__Source extract__
>>

Sensory characteristic
 
The hedonic rating sensory test was conducted to evaluate panelists’ preferences for effervescent powder beverages enriched with BPF anthocyanins. Attributes assessed included color, taste, aroma, and overall acceptance, rated on a 7-point scale. A scale range of 5-7 was considered an acceptable response, indicating good product acceptance (Table 4). Among all formulations, product F6 achieved the highest scores across attributes. Regarding the color attribute, product F6 scored 6.07 (‘like’), reflecting its clearer purple appearance and less brown color compared to products F4 and F5. In contrast, products treated with thin-layer oven drying and sucrose crystallization exhibited more brownish hues after rehydration (Fig 1b), which was met with low acceptance by the panelists. Product F6 also obtained the highest scores for taste (5.64, on a scale from ‘rather like’ to ‘like’), which were attributed to its acidic profile and effervescent sensation generated by the reaction of citric or tartaric acid and sodium bicarbonate. This acid-base reaction not only produces carbon dioxide, which creates the bubbly effect typical of effervescent beverages, but also lowers the pH of the solution, making it more acidic. The aroma attribute received lower scores overall, with F6 scoring 4.14 (neutral), consistent with the limited aroma typically associated with BPF-based products. This suggests that aroma-enhancing additives may be required to improve sensory appeal. In terms of overall acceptance, product F6 scored the highest, with a rating of 5.68 (ranging from ‘rather like’ to ‘like’). Across all drying methods, formulations with the highest addition of anthocyanin extract powder (F3, F6 and F9) achieved the highest scores in every attribute among their respective treatment groups. This suggests that a greater anthocyanin content contributes positively to panelists’ acceptance. Overall, spray drying treatment was the most preferred, followed by sucrose crystallization and thin-layer oven drying, respectively. Generally, mean scores of attributes remained below 6 (‘like’), indicating rather low acceptance. This may reflect panelists’ unfamiliarity with effervescent beverages derived from BPF, indicating a need for broader consumer education and product introduction.

Table 4: Hedonic rating sensory of effervescent powder beverage enriched with BPF anthocyanins*.

<<

__Provided records__
>>

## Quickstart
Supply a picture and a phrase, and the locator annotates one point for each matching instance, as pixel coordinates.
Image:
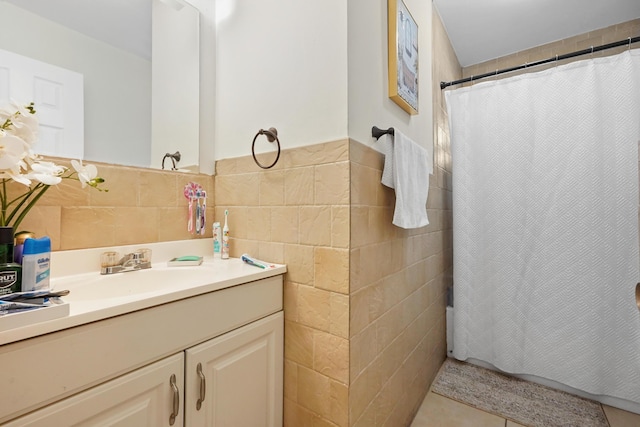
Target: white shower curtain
(545, 207)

<<

__What this exercise asks__
1. Answer these questions about the passage on the sensory test of effervescent BPF beverages:
(a) On what scale were the attributes rated?
(b) What score did product F6 receive for color?
(c) Which drying treatment was the most preferred overall?
2. Resume the passage on the sensory test of effervescent BPF beverages, continuing from its final line.

__Responses to the tasks__
1.
(a) A 7-point scale.
(b) 6.07 ('like').
(c) Spray drying.

2.
Effervescent powder beverages enriched with BPF anthocyanins were developed using thin-layer oven drying, spray drying, and sucrose crystallization techniques. The products exhibited an acidic flavor, effervescent characteristics, and a purple to reddish-purple coloration, with measurable levels of polyphenols, anthocyanins and antioxidant capacity, which support their potential health benefits. Products obtained by thin-layer oven drying and sucrose crystallization appear more brownish after rehydration due to the high-temperature processing. Among the methods, spray drying treatment resulted in products with better antioxidative properties, as well as the highest sensory acceptance, particularly in terms of color, taste and overall preference. These findings revealed that products produced by spray drying have better properties. This research is expected to provide valuable insights for developing effervescent powder beverages enriched with BPF anthocyanins as functional products with health-related antioxidants that are applicable across food industries, from small-scale to large-scale food industries.
The present study was funded by Universitas Jember through the Hibah Kelompok Riset-KeRis research grant.
 
Disclaimers
 
The views and conclusions expressed in this article are solely those of the authors and do not necessarily represent the views of their affiliated institutions. The authors are responsible for the accuracy and completeness of the information provided, but do not accept any liability for any direct or indirect losses resulting from using this content.
 
Informed consent
 
Sensory assessments were conducted in accordance with established ethical principles, guidelines, and regulations. Informed written consent was obtained from all participants involved in the study. The products that were subjected to testing were determined to be safe for consumption.
The authors declare that there are no conflicts of interest regarding the publication of this article.